Rewrite the entries from the line containing "Mark the region of every instance of the strap" through the line containing "76], [124, 69]]", both lines included, rescaling every vertex coordinate in the answers by a factor of 0.45 and rounding each result to a whole number, with halves rounded up. Keep the request wording and its format samples unchanged.

Stored items:
>>>>>

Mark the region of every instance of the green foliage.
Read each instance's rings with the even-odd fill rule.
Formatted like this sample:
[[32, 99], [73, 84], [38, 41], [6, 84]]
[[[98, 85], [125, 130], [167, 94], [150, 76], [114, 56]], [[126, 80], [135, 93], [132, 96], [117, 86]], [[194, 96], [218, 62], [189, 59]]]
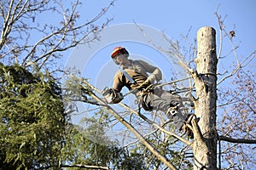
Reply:
[[3, 64], [0, 78], [2, 167], [58, 166], [67, 119], [55, 80]]

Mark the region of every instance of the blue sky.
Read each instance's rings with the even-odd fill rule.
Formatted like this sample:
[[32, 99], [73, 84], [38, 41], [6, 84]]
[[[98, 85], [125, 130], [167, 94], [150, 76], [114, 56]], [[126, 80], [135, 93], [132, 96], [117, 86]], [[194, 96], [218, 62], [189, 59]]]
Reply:
[[[94, 17], [102, 8], [106, 7], [109, 3], [109, 1], [85, 1], [83, 6], [79, 9], [82, 20], [89, 20]], [[196, 38], [197, 31], [203, 26], [212, 26], [216, 29], [217, 31], [217, 48], [218, 50], [219, 44], [219, 29], [218, 19], [214, 13], [218, 11], [222, 18], [225, 17], [224, 25], [226, 30], [236, 31], [236, 37], [233, 38], [235, 45], [239, 45], [239, 48], [236, 53], [238, 57], [247, 56], [255, 50], [255, 39], [256, 34], [256, 2], [254, 0], [180, 0], [180, 1], [115, 1], [114, 5], [109, 8], [105, 15], [97, 22], [102, 23], [106, 19], [113, 19], [110, 21], [109, 26], [122, 25], [125, 23], [137, 23], [139, 25], [144, 25], [150, 26], [159, 32], [165, 32], [169, 37], [173, 40], [180, 40], [182, 35], [186, 35], [189, 31], [189, 41], [194, 42]], [[119, 34], [129, 34], [127, 30], [116, 30], [116, 33]], [[109, 42], [108, 44], [104, 44], [100, 49], [98, 48], [93, 54], [93, 56], [86, 56], [87, 48], [79, 53], [79, 58], [76, 59], [79, 64], [86, 65], [84, 71], [86, 77], [97, 77], [96, 71], [88, 71], [91, 69], [99, 70], [100, 67], [103, 67], [106, 63], [112, 62], [110, 60], [110, 53], [112, 49], [119, 45], [127, 48], [131, 54], [133, 55], [139, 55], [144, 58], [148, 58], [154, 64], [160, 67], [162, 67], [164, 73], [169, 74], [169, 71], [166, 71], [166, 65], [163, 56], [158, 54], [156, 49], [152, 49], [150, 44], [137, 43], [136, 41], [121, 40], [119, 42], [111, 42], [111, 37], [113, 37], [115, 33], [108, 35]], [[149, 37], [153, 35], [149, 35]], [[103, 35], [102, 40], [106, 37]], [[150, 37], [149, 37], [150, 38]], [[154, 38], [155, 39], [155, 38]], [[101, 40], [100, 40], [101, 41]], [[90, 47], [99, 42], [90, 44]], [[184, 44], [189, 49], [189, 44]], [[77, 49], [74, 49], [71, 54], [75, 54]], [[229, 41], [225, 41], [224, 43], [222, 54], [225, 55], [231, 50], [231, 44]], [[78, 55], [78, 54], [76, 54]], [[83, 63], [84, 58], [90, 57], [91, 60], [89, 63]], [[188, 56], [186, 56], [188, 57]], [[232, 63], [235, 61], [234, 55], [230, 55], [223, 60], [219, 61], [218, 67], [219, 72], [224, 72], [226, 68], [226, 63]], [[255, 61], [255, 60], [254, 60]], [[68, 60], [67, 60], [68, 62]], [[96, 65], [95, 65], [96, 63]], [[253, 62], [255, 63], [255, 62]], [[113, 62], [112, 62], [113, 64]], [[252, 64], [253, 65], [253, 64]], [[98, 65], [98, 68], [96, 67]], [[110, 74], [108, 79], [111, 79], [113, 76], [113, 72], [118, 69], [114, 65], [110, 65], [113, 72]], [[223, 69], [222, 69], [223, 68]], [[89, 69], [89, 70], [87, 70]], [[87, 74], [89, 73], [90, 74]], [[91, 75], [91, 73], [95, 75]], [[112, 76], [111, 76], [112, 75]], [[166, 75], [166, 76], [168, 76]], [[106, 77], [106, 76], [104, 76]], [[172, 77], [166, 78], [170, 81]], [[92, 81], [93, 78], [92, 78]], [[96, 80], [95, 80], [96, 81]], [[108, 82], [106, 85], [109, 85]], [[99, 87], [102, 88], [102, 87]]]
[[[81, 20], [84, 21], [93, 18], [101, 9], [108, 4], [109, 1], [84, 1], [79, 9]], [[254, 0], [162, 0], [162, 1], [121, 1], [118, 0], [114, 5], [97, 21], [102, 23], [106, 19], [113, 19], [108, 24], [109, 26], [134, 23], [149, 26], [159, 32], [164, 31], [173, 40], [179, 40], [182, 35], [186, 35], [189, 31], [189, 41], [194, 42], [196, 38], [197, 31], [203, 26], [212, 26], [217, 31], [217, 48], [218, 49], [219, 29], [218, 19], [214, 13], [218, 10], [218, 14], [225, 18], [224, 25], [227, 31], [235, 30], [236, 37], [233, 38], [235, 45], [239, 45], [237, 49], [238, 57], [247, 56], [255, 50], [256, 34], [256, 1]], [[218, 8], [218, 9], [217, 9]], [[128, 34], [130, 31], [125, 29], [116, 30], [107, 35], [108, 43], [105, 43], [92, 54], [88, 54], [89, 48], [79, 47], [75, 48], [70, 54], [69, 60], [73, 63], [73, 56], [76, 56], [75, 65], [81, 65], [83, 67], [83, 76], [90, 78], [91, 82], [96, 88], [102, 89], [105, 86], [111, 86], [112, 79], [118, 67], [114, 65], [110, 59], [112, 49], [118, 45], [127, 48], [133, 58], [148, 59], [149, 62], [159, 66], [165, 76], [166, 81], [173, 78], [172, 71], [173, 65], [166, 61], [162, 54], [150, 44], [140, 42], [127, 41], [122, 39], [120, 42], [111, 42], [111, 38], [115, 34]], [[154, 37], [154, 35], [150, 35]], [[157, 35], [159, 36], [159, 35]], [[132, 35], [131, 35], [132, 37]], [[102, 37], [102, 40], [106, 39], [106, 34]], [[100, 42], [95, 42], [90, 45], [90, 49], [101, 45]], [[156, 40], [155, 37], [154, 40]], [[188, 45], [188, 44], [185, 44]], [[189, 48], [189, 45], [188, 45]], [[223, 54], [228, 54], [231, 50], [229, 41], [224, 43]], [[187, 57], [187, 56], [186, 56]], [[89, 59], [84, 63], [84, 59]], [[251, 65], [255, 67], [255, 60]], [[218, 63], [220, 72], [230, 66], [235, 61], [234, 55], [230, 55]], [[69, 60], [67, 60], [67, 63]], [[70, 63], [70, 62], [69, 62]], [[221, 68], [224, 68], [221, 70]], [[104, 79], [105, 78], [105, 79]], [[227, 83], [227, 82], [226, 82]]]

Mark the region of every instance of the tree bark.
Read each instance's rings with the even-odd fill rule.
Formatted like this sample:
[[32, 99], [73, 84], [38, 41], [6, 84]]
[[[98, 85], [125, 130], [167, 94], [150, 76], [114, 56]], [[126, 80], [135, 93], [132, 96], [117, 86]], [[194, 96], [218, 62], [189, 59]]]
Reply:
[[[198, 54], [195, 60], [197, 71], [191, 71], [195, 81], [196, 99], [195, 114], [200, 119], [193, 122], [194, 170], [217, 169], [216, 84], [217, 55], [216, 31], [202, 27], [197, 32]], [[198, 126], [197, 126], [198, 125]]]

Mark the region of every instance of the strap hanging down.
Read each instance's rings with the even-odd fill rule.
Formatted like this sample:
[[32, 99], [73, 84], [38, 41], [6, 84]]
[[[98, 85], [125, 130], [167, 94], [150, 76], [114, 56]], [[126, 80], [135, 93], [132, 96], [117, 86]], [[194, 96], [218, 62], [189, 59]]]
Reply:
[[120, 68], [120, 71], [132, 84], [136, 83], [136, 82], [131, 78], [131, 76], [124, 69]]

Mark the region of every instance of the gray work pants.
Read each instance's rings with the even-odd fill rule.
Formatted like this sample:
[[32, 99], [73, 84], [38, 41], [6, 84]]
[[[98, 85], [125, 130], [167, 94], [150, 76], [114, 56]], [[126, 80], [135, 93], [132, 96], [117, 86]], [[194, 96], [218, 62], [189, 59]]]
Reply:
[[[146, 110], [164, 111], [177, 129], [181, 128], [188, 116], [181, 110], [183, 107], [181, 98], [168, 92], [163, 92], [160, 95], [156, 95], [154, 93], [145, 94], [142, 97], [142, 105]], [[173, 116], [168, 115], [168, 109], [177, 105], [178, 106], [177, 113]]]

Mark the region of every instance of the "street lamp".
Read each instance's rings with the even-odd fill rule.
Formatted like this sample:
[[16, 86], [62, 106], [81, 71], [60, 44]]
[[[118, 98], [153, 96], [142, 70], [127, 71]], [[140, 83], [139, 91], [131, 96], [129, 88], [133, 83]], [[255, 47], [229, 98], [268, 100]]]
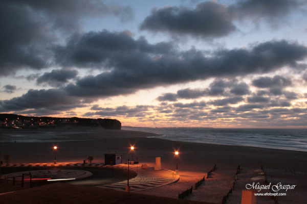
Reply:
[[175, 151], [175, 155], [176, 155], [176, 174], [179, 173], [178, 171], [178, 154], [179, 152], [177, 151]]
[[55, 146], [53, 147], [53, 149], [54, 149], [54, 164], [56, 164], [56, 149], [57, 149], [57, 147]]
[[133, 150], [134, 149], [134, 147], [133, 146], [131, 147], [131, 150], [132, 151], [132, 159], [131, 160], [131, 162], [133, 162]]
[[129, 186], [129, 165], [130, 164], [130, 161], [128, 159], [128, 179], [127, 180], [127, 186], [126, 186], [125, 191], [129, 192], [130, 192], [130, 186]]

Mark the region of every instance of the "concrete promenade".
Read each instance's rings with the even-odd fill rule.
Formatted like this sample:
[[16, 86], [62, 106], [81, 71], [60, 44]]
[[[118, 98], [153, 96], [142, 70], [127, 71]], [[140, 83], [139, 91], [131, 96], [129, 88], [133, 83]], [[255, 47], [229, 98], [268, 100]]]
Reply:
[[[103, 163], [86, 164], [86, 166], [108, 167], [112, 168], [121, 168], [127, 170], [128, 165], [126, 164], [115, 165], [104, 165]], [[84, 166], [83, 163], [15, 163], [2, 166], [2, 168], [29, 167], [78, 167]], [[158, 187], [177, 182], [179, 180], [179, 175], [177, 175], [174, 171], [168, 169], [161, 169], [155, 170], [154, 167], [148, 167], [143, 169], [141, 165], [130, 165], [129, 170], [137, 172], [137, 175], [134, 178], [129, 180], [129, 184], [131, 192], [139, 191], [152, 188]], [[2, 175], [1, 177], [4, 177]], [[63, 176], [63, 175], [62, 175]], [[97, 187], [112, 189], [117, 191], [125, 191], [127, 186], [127, 181], [112, 184], [96, 186]]]
[[[116, 165], [108, 165], [108, 167], [128, 169], [128, 165], [125, 164]], [[136, 164], [129, 165], [129, 170], [136, 172], [138, 175], [129, 181], [129, 186], [131, 192], [140, 191], [150, 188], [164, 186], [177, 182], [179, 180], [179, 175], [174, 171], [168, 169], [161, 169], [155, 170], [154, 167], [147, 167], [143, 169], [141, 165]], [[125, 191], [127, 186], [127, 181], [115, 184], [97, 186], [97, 187], [112, 189], [118, 191]]]

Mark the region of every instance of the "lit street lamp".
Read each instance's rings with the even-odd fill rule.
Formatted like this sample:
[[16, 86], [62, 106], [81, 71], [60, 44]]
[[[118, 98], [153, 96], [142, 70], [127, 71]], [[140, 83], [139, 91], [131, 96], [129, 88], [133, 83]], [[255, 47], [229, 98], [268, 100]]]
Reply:
[[179, 173], [178, 172], [178, 154], [179, 152], [176, 151], [175, 151], [175, 155], [176, 155], [176, 174]]
[[56, 149], [57, 149], [57, 147], [55, 146], [53, 147], [53, 149], [54, 149], [54, 164], [56, 164]]
[[133, 150], [134, 149], [134, 147], [133, 146], [131, 147], [131, 150], [132, 151], [132, 159], [131, 161], [133, 162]]
[[125, 191], [129, 192], [130, 192], [130, 186], [129, 186], [129, 165], [130, 164], [131, 162], [128, 159], [128, 179], [127, 180], [127, 186], [126, 186]]

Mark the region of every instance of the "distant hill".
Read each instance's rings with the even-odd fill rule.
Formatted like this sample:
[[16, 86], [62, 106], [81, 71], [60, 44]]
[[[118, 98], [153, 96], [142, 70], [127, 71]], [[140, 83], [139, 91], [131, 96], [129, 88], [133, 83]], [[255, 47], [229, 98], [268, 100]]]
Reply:
[[120, 130], [121, 123], [119, 120], [107, 118], [33, 117], [11, 114], [0, 114], [1, 128], [37, 129], [68, 126], [101, 126], [105, 129]]

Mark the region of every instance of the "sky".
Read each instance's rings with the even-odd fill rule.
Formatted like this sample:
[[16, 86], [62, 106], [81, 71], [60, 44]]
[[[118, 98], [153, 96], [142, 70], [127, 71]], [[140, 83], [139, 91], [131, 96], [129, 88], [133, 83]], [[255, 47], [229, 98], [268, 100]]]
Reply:
[[0, 1], [0, 113], [307, 128], [303, 0]]

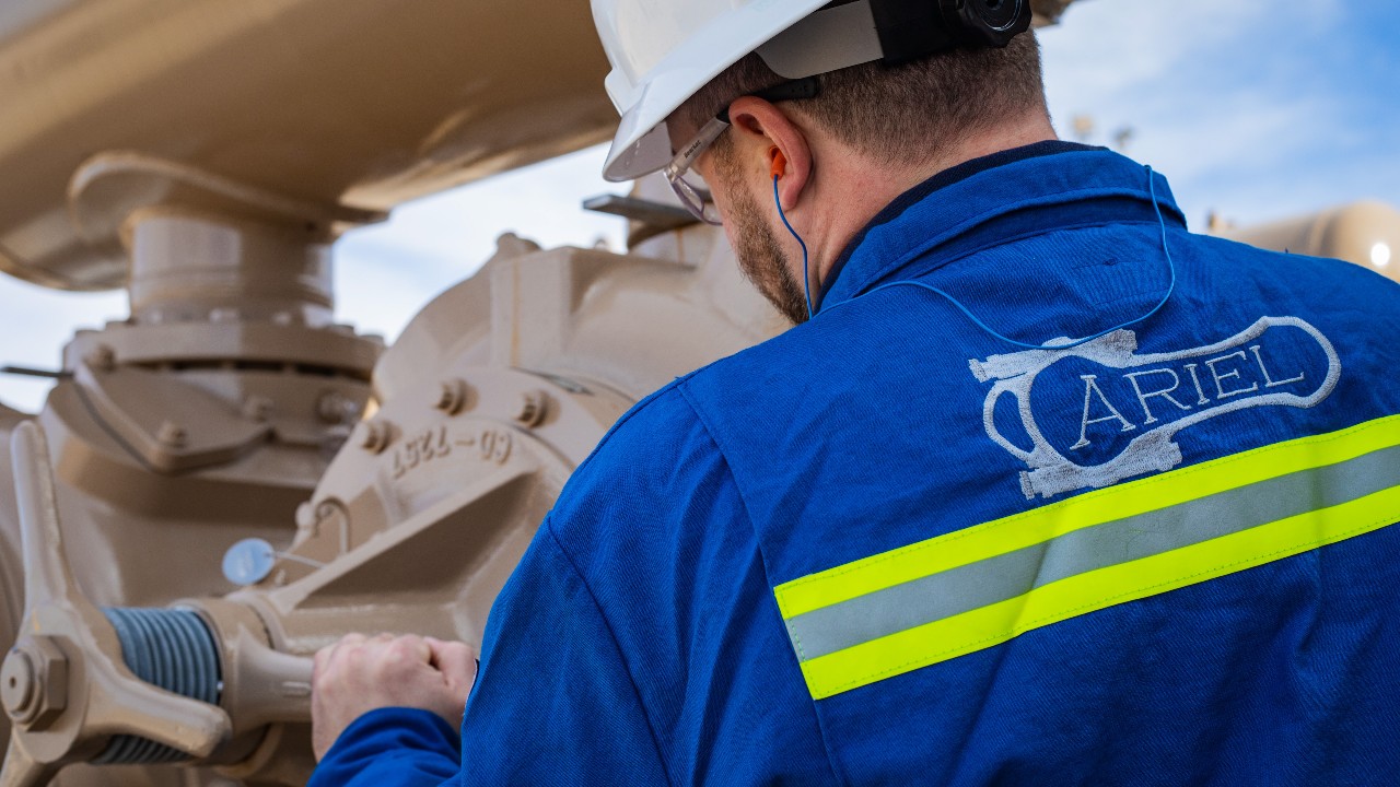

<<<<<

Written response
Mark the region of every instance of the strap hanging down.
Read each instance's rings with the even-odd fill rule.
Formatted like this sample:
[[32, 99], [73, 84], [38, 41], [6, 84]]
[[[98, 85], [125, 130], [167, 94], [150, 76], [114, 56]], [[126, 80], [135, 93], [132, 96], [117, 86]], [[194, 96], [218, 62], [189, 59]]]
Reply:
[[54, 31], [54, 32], [59, 38], [61, 37], [61, 37], [59, 35], [59, 34], [56, 31]]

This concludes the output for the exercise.